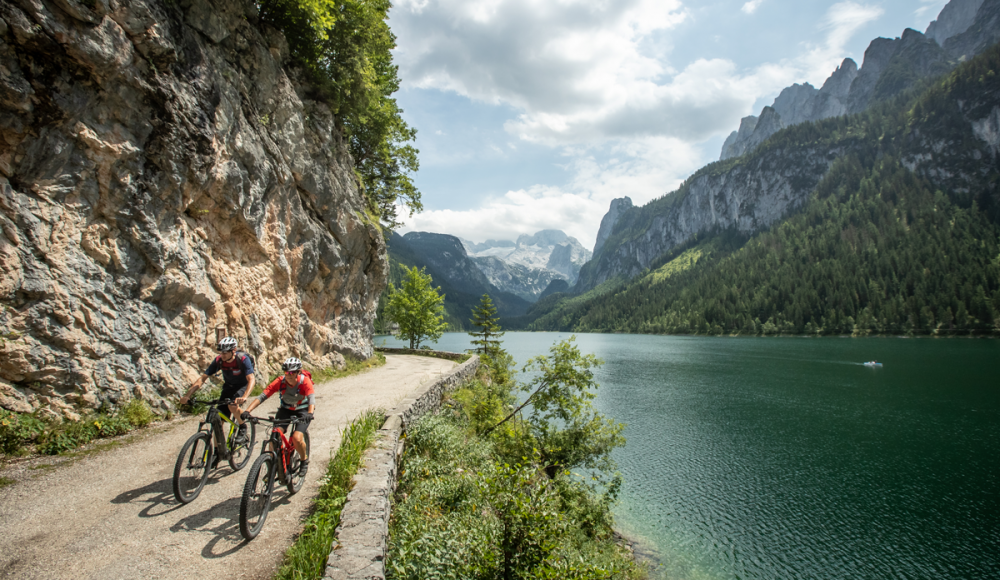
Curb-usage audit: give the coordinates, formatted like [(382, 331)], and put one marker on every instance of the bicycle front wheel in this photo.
[(257, 496), (240, 454), (192, 467), (294, 479)]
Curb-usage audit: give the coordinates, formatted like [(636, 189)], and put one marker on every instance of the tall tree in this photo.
[(346, 48), (416, 307), (487, 339)]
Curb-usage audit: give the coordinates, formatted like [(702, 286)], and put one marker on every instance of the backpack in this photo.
[(253, 363)]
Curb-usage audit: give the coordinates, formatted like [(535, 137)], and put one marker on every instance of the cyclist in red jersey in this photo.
[(297, 400)]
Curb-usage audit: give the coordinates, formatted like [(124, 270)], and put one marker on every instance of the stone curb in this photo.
[(358, 552), (422, 352)]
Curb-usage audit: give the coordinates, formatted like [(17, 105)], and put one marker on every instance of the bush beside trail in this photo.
[(488, 492)]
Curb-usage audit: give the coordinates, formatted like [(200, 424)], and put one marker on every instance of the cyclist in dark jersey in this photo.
[(297, 400), (238, 380)]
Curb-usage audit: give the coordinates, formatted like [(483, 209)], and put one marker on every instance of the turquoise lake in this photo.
[(775, 458)]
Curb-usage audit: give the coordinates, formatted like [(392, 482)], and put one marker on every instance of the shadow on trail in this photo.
[(222, 520), (160, 495)]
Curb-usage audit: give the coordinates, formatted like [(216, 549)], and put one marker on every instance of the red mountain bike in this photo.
[(278, 460)]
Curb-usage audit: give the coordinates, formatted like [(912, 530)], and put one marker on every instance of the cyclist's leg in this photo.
[(299, 439)]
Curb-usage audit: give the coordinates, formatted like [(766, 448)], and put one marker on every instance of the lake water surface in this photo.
[(773, 458)]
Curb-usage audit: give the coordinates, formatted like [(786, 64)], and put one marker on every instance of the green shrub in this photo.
[(306, 559), (481, 499), (137, 413), (18, 430)]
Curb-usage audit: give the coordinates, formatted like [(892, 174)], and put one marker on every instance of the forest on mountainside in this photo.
[(877, 249)]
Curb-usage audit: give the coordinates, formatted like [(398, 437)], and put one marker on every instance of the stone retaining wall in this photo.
[(359, 549)]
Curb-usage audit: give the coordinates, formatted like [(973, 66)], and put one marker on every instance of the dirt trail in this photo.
[(113, 514)]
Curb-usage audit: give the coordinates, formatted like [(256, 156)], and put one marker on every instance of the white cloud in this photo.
[(642, 169), (928, 10), (580, 75)]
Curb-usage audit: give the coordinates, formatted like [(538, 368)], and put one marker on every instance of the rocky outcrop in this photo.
[(964, 28), (163, 179), (528, 283), (618, 207), (980, 35), (795, 104), (955, 18), (447, 256), (747, 198), (896, 65), (546, 254)]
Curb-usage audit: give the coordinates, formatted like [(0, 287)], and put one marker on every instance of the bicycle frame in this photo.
[(214, 420), (284, 448)]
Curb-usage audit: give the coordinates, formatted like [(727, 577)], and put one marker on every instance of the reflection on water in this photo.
[(761, 458)]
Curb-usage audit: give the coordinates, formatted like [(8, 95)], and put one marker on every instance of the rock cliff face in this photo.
[(963, 29), (527, 283), (618, 207), (954, 146), (955, 18), (163, 179), (748, 197)]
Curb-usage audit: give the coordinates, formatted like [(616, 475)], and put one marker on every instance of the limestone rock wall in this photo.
[(164, 177)]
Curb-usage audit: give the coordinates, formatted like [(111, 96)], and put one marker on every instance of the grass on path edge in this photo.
[(306, 558)]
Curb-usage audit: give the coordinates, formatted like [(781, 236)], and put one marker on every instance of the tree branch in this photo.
[(523, 405)]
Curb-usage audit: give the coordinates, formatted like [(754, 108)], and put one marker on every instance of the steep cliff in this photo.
[(963, 29), (617, 208), (949, 135), (165, 177)]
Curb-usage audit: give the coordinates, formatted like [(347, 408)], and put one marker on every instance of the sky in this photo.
[(535, 114)]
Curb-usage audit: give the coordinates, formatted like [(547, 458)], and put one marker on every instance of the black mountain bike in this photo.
[(278, 460), (211, 444)]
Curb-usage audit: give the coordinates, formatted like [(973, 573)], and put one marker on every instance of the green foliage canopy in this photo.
[(487, 339), (345, 47), (416, 308)]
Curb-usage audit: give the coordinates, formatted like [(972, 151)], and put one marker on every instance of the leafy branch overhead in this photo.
[(345, 46)]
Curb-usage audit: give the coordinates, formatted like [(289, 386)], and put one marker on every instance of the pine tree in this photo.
[(417, 308), (485, 317)]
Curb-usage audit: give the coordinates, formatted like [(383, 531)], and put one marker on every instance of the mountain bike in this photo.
[(211, 444), (279, 461)]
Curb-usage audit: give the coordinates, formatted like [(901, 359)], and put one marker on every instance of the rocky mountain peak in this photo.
[(794, 104), (955, 18), (839, 83), (618, 207)]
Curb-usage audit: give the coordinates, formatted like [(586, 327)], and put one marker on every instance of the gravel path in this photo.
[(112, 514)]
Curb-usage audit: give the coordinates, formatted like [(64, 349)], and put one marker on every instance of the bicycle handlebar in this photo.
[(212, 402), (274, 421)]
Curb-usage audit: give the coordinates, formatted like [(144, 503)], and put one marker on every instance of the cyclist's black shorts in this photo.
[(230, 392), (301, 426)]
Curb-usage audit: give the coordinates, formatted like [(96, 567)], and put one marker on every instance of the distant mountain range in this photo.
[(870, 205), (513, 273), (963, 29)]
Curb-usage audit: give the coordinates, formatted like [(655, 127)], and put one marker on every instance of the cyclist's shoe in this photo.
[(241, 435)]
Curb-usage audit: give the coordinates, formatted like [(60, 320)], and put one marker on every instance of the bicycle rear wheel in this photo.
[(192, 467), (257, 496), (294, 480), (240, 454)]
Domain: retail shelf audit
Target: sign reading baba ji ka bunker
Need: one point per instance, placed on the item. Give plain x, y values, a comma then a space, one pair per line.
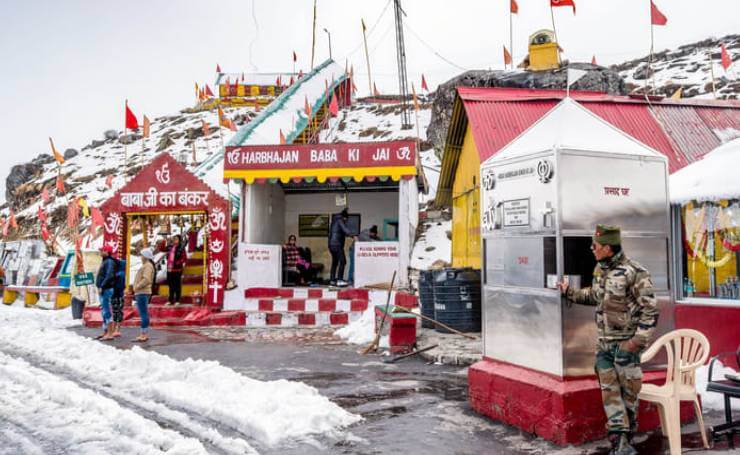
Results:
165, 187
365, 160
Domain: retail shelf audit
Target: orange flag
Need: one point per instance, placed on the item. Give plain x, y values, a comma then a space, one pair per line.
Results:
147, 127
57, 156
416, 101
60, 184
12, 220
726, 59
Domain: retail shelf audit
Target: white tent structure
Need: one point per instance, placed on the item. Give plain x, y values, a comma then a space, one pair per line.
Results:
570, 126
712, 178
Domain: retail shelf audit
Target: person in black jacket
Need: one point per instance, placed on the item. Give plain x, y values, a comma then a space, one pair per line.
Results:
338, 233
106, 283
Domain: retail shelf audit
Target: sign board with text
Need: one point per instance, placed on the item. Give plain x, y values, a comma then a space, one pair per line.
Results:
375, 262
260, 265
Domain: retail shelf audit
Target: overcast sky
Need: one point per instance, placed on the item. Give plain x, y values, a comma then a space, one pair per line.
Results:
69, 65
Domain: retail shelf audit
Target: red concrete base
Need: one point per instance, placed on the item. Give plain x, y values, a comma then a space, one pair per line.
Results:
564, 411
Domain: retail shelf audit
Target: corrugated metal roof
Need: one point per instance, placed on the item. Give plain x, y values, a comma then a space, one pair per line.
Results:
682, 131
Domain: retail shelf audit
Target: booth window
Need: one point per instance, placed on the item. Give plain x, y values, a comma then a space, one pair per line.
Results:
711, 247
578, 259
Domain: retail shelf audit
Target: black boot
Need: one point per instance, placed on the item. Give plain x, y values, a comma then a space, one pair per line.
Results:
621, 445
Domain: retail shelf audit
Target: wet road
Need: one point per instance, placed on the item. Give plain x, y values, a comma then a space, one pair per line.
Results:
408, 407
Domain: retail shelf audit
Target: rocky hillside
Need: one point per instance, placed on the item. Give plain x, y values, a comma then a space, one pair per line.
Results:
689, 67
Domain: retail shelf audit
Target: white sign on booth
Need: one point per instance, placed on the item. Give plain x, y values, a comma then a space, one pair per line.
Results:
375, 262
260, 265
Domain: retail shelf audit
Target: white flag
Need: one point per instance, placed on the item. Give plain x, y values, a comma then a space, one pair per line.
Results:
574, 75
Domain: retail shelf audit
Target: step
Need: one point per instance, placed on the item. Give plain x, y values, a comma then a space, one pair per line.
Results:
313, 293
187, 289
306, 319
294, 305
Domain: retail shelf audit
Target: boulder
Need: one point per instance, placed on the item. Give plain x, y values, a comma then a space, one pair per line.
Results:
598, 79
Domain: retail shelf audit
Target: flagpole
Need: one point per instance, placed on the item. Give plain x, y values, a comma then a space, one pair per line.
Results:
554, 31
511, 35
367, 59
313, 34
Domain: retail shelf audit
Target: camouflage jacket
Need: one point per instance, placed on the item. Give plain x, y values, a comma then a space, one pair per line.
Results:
622, 291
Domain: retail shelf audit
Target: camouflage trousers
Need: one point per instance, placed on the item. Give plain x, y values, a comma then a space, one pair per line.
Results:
620, 378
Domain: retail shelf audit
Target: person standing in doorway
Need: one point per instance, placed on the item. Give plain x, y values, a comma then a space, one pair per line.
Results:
142, 289
338, 233
626, 317
106, 283
176, 259
117, 300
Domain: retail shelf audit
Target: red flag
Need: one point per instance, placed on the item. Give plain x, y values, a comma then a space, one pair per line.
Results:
12, 220
97, 219
73, 214
726, 59
131, 122
306, 106
656, 17
555, 3
334, 106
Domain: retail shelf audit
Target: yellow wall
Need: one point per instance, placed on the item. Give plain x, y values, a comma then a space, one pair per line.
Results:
466, 207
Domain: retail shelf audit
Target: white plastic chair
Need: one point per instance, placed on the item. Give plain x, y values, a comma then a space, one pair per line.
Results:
687, 350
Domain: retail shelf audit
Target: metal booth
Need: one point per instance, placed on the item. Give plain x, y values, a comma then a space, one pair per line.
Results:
541, 197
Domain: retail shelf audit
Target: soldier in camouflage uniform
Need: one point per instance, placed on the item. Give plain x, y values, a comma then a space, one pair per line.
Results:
626, 316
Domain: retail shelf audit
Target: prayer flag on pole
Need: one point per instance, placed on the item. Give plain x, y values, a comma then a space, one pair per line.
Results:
726, 59
556, 3
131, 122
147, 127
656, 17
57, 156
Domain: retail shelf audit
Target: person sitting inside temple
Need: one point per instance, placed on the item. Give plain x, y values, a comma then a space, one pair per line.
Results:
295, 264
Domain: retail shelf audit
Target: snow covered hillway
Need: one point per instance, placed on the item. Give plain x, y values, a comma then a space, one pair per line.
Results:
63, 393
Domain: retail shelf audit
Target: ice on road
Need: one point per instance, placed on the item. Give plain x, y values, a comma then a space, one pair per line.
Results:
71, 389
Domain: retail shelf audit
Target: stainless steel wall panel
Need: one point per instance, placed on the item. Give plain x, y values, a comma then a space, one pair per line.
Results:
589, 184
523, 327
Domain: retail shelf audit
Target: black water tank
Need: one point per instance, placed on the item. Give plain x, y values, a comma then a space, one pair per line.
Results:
426, 296
457, 299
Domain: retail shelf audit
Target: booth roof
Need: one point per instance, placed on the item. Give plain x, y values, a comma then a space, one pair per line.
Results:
571, 126
712, 178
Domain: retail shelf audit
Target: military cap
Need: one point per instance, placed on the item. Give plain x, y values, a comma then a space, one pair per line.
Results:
607, 235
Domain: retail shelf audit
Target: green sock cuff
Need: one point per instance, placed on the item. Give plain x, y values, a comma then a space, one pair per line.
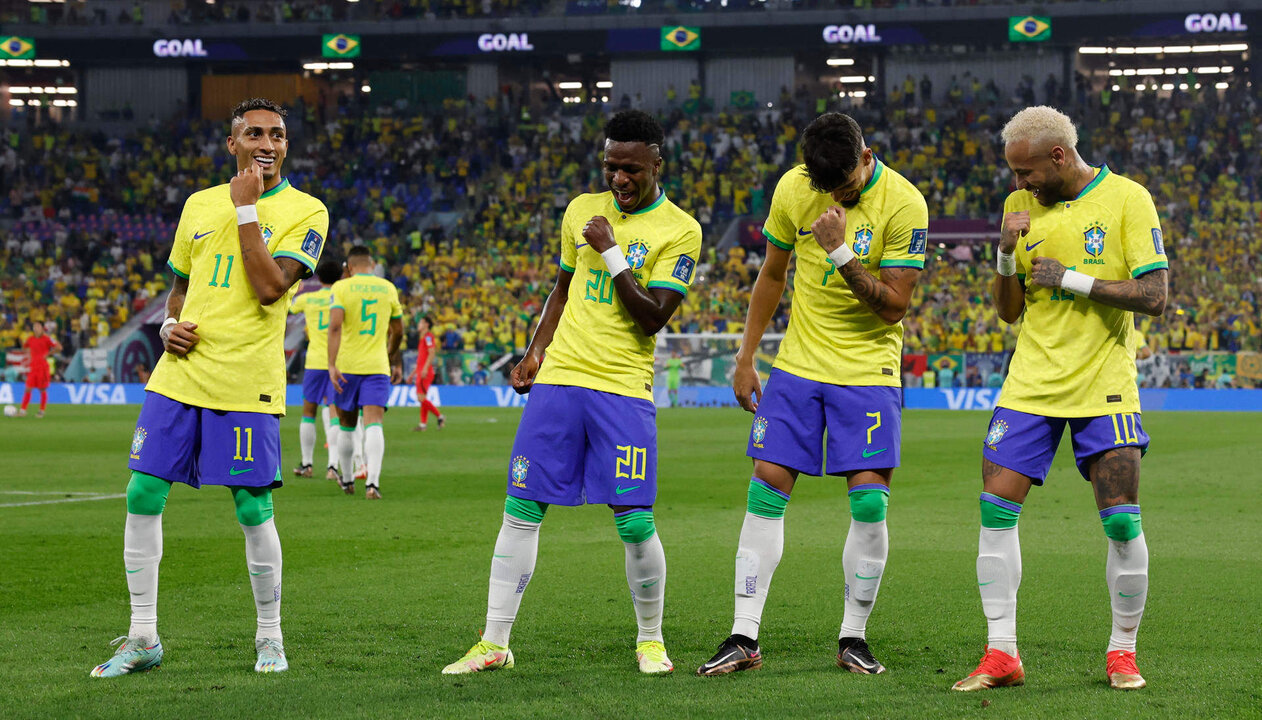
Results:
998, 513
635, 526
1122, 522
868, 503
529, 511
765, 501
253, 505
147, 494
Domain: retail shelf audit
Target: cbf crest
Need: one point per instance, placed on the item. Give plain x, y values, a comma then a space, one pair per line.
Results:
636, 254
760, 430
1094, 237
997, 430
138, 443
863, 240
519, 469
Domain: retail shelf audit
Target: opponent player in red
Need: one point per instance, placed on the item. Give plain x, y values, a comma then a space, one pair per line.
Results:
38, 346
427, 351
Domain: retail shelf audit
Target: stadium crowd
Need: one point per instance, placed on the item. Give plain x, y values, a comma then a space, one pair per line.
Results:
462, 208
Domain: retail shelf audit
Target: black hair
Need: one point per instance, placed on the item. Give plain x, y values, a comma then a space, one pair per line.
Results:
330, 269
256, 104
831, 146
635, 126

====================

§ What you need to do:
Reproduce the records word for word, everything from the start down to the line that contains "[(297, 400)]", with both ends included, and leave the pictures out of your answer.

§ Correct result:
Curb-usage audit: give the coordinates, formatted like [(382, 331)], and put one marker on every instance of the bicycle front wheel in this photo.
[(257, 496), (240, 454), (192, 467), (294, 479)]
Curb-usage audit: give the coordinates, formatted like [(636, 189)], and put one marker on every instance of the tall tree in this photo.
[(346, 48), (416, 307), (487, 339)]
Curb-usage audit: give the coordinates, formatted like [(702, 286)], and put one marker on every instance of the backpack in this photo.
[(253, 363)]
Curb-usage audit: give the coordinates, formatted like [(535, 137)], and put one marker on every instance of the cyclist in red jersey in this photo.
[(297, 400)]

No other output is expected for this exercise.